#### Directives
(a) In the thread on arm64 tagged pointers, which memory ranges may tagged pointers passed to syscalls come from under the relaxed ABI?
(b) Carry on the thread on arm64 tagged pointers from the point where it stops.

#### Text provided
Not exactly a nit ;).

> > +
> > +       /* Write to a file */
> > +       write(fd, addr, sizeof(addr));

I presume this was supposed to write "Hello World\n" to a file but
sizeof(addr) is 1.

Since we already support tagged pointers in user space (as long as they
are not passed into the kernel), the above example could tag the pointer
unconditionally and only clear it before write() if
!arm64_syscall_tbi_is_present().
Kevin Brodsky March 22, 2019, 3:52 p.m. UTC | #3
On 18/03/2019 16:35, Vincenzo Frascino wrote:
> On arm64 the TCR_EL1.TBI0 bit has been always enabled hence
> the userspace (EL0) is allowed to set a non-zero value in the
> top byte but the resulting pointers are not allowed at the
> user-kernel syscall ABI boundary.
>
> With the relaxed ABI proposed through this document, it is now possible
> to pass tagged pointers to the syscalls, when these pointers are in
> memory ranges obtained by an anonymous (MAP_ANONYMOUS) mmap() or brk().
>
> This change in the ABI requires a mechanism to inform the userspace
> that such an option is available.

#### Stored rows
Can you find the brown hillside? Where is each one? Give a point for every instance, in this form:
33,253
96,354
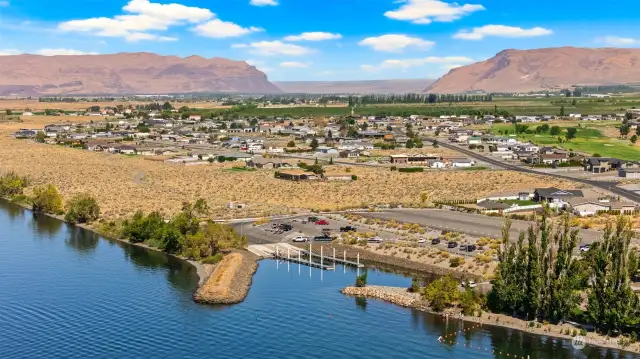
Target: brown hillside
127,73
543,69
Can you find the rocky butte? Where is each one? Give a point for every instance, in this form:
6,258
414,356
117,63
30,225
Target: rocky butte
126,73
543,69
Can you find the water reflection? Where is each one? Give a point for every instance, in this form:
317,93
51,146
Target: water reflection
82,241
180,274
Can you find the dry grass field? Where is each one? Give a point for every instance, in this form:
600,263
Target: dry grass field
35,105
124,184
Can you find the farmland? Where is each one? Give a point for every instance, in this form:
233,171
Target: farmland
513,105
600,137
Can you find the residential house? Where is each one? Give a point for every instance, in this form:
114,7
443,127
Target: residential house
337,176
556,198
296,175
629,172
601,164
266,163
350,153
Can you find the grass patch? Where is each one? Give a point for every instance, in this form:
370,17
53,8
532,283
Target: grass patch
475,168
240,169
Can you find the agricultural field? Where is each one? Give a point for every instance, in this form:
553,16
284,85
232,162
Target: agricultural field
601,137
125,184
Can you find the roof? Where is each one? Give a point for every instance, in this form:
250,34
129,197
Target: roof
337,174
262,160
297,172
553,192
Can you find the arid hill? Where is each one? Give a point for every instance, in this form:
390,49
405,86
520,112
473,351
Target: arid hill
542,69
127,73
399,86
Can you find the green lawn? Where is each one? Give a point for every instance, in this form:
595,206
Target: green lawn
589,138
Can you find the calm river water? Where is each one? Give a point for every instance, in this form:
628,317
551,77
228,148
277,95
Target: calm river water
68,293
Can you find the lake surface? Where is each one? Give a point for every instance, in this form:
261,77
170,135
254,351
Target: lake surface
68,293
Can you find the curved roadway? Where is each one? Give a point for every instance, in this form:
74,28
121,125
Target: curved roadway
633,196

#### Results for the exercise
(a) Memory ranges obtained by an anonymous (MAP_ANONYMOUS) mmap() or by brk().

(b)
>
> Specify and document the way in which AT_FLAGS can be used to advertise
> this feature to the userspace.
>
> Cc: Catalin Marinas <catalin.marinas@arm.com>
> Cc: Will Deacon <will.deacon@arm.com>
> CC: Andrey Konovalov <andreyknvl@google.com>
> Signed-off-by: Vincenzo Frascino <vincenzo.frascino@arm.com>
>
> Squash with "arm64: Define Documentation/arm64/elf_at_flags.txt"
> ---
>   Documentation/arm64/elf_at_flags.txt | 133 +++++++++++++++++++++++++++
>   1 file changed, 133 insertions(+)
>   create mode 100644 Documentation/arm64/elf_at_flags.txt
>
> diff --git a/Documentation/arm64/elf_at_flags.txt b/Documentation/arm64/elf_at_flags.txt
> new file mode 100644
> index 000000000000..9b3494207c14
> --- /dev/null
> +++ b/Documentation/arm64/elf_at_flags.txt
> @@ -0,0 +1,133 @@
> +ARM64 ELF AT_FLAGS
> +==================
> +
> +This document describes the usage and semantics of AT_FLAGS on arm64.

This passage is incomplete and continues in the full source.